(Exercise brief): Quote the records below verbatim, from their first line through the line containing "[[[42,82],[78,69],[41,51]]]", both ends included, and omit the pictures.

-- Start of Input for this task --

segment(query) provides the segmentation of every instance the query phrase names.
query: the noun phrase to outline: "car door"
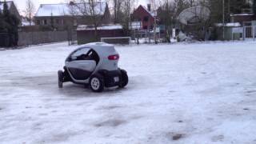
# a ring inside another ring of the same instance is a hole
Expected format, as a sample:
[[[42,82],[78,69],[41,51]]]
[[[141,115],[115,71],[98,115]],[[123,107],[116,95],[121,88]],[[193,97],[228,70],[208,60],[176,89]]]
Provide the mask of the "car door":
[[[86,80],[96,68],[96,62],[89,56],[90,48],[81,48],[72,53],[66,62],[66,66],[74,80]]]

-- End of Input for this task --

(Task solution):
segment(query) provides the segmentation of every instance the query phrase names.
query: the noun phrase to outline: "car door"
# a ring inside another ring of the same instance is a hole
Expected format, as a sample:
[[[42,82],[78,69],[41,51]]]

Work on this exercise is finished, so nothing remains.